> _WHAT THE EXERCISE ASKS_:
Reproduce the rows from the one containing "Identify one point on each instance of the bicycle disc" through the end of the rows, changing "blue picnic blanket" to "blue beach towel" and leaving everything else untouched.

>> Start EXTRACTED MATERIAL

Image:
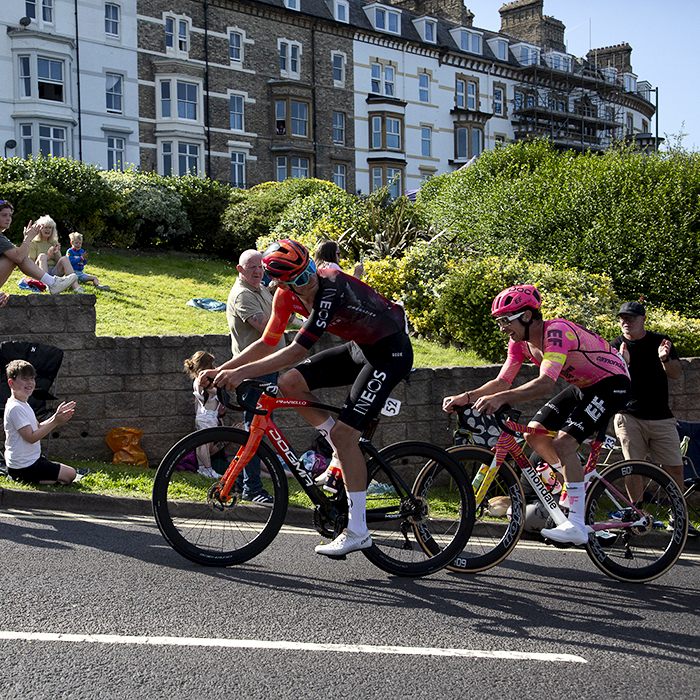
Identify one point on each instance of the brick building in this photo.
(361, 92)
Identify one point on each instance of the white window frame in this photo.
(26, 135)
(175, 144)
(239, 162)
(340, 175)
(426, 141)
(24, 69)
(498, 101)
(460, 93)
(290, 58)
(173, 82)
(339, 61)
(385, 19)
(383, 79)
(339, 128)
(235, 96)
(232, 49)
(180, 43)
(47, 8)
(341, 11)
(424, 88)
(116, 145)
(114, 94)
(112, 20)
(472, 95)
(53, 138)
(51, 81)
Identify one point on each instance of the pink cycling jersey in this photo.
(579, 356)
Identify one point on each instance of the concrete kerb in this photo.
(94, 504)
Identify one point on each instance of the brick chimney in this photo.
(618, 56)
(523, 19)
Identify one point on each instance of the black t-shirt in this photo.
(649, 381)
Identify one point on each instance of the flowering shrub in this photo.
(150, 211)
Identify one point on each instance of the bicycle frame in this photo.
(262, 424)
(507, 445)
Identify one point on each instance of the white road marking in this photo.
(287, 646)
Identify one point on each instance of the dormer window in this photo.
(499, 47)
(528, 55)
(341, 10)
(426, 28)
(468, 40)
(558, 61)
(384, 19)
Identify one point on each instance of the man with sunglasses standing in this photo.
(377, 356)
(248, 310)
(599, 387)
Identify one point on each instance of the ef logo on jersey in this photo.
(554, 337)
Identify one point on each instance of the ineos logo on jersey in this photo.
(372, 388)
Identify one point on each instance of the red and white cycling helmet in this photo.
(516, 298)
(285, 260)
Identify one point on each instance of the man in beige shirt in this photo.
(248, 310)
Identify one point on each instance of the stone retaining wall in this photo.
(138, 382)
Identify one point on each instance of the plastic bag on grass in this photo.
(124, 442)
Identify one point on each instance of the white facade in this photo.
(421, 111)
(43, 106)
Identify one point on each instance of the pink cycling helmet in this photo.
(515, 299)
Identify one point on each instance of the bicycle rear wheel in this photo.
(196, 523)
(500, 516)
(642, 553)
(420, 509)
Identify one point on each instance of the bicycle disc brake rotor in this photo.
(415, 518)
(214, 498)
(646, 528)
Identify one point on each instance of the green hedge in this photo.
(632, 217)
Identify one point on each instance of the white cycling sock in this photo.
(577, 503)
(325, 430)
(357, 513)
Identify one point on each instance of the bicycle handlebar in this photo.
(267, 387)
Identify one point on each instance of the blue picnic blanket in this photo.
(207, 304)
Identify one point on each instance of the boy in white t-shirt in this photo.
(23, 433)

>> End EXTRACTED MATERIAL

> _THE ANSWER_:
Identify one point on each instance of the bicycle disc brake rotor in this photo.
(415, 518)
(214, 498)
(646, 528)
Identify one point on each instance of the green hedge in this photo.
(632, 217)
Identify one point on each instance of the white cycling sock in this photo.
(577, 503)
(325, 430)
(357, 513)
Identify one point on each instance of the bicycle handlebar in this photo.
(267, 387)
Identify one point on each instance of the blue beach towel in this photo.
(207, 304)
Identify one point on each instance of the boy in white t-shirt in this photo.
(23, 433)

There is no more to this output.